*GIVEN TASK*: Rescale the records from the line containing "Target: canvas tent fabric" through the end of the records, giving back only those lines, requests included. Multiply every point coordinate in the answers by 2.25 and round to the nearest whole number, with halves rounding up.
-- -- --
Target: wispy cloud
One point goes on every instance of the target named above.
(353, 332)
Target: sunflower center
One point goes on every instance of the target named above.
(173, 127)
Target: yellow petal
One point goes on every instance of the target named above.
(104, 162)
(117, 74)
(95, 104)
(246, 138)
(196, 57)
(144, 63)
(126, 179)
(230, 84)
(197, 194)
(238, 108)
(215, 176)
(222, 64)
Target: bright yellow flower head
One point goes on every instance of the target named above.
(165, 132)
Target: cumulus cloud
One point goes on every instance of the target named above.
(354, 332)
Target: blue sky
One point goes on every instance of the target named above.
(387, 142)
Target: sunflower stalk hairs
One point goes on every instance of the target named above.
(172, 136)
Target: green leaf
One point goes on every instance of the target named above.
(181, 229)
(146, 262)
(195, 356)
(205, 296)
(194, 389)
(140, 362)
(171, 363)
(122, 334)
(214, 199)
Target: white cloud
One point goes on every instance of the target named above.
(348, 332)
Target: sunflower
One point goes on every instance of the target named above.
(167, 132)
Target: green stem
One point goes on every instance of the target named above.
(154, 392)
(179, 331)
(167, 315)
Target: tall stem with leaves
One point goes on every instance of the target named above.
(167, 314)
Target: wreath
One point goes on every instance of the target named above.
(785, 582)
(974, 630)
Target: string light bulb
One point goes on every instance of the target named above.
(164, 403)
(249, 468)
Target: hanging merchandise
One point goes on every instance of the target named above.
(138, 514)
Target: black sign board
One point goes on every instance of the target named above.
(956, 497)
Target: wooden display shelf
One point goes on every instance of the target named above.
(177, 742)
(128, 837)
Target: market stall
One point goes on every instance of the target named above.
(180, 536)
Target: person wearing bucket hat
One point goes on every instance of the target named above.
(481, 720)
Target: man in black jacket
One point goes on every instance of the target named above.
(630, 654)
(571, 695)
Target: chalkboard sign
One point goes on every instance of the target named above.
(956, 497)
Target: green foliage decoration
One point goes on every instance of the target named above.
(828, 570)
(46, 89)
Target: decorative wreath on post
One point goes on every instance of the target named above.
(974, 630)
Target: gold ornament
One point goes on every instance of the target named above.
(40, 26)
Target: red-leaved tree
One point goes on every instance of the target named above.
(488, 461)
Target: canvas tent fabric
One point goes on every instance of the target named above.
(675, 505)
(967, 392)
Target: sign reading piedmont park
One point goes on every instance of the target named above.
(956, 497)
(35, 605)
-- -- --
*SOLUTION*:
Target: canvas tent fabric
One point goes on every instance of the target named above.
(1519, 1136)
(2176, 882)
Target: sign reading piedmont park
One point goes on every instance of the target named above.
(2151, 1118)
(79, 1361)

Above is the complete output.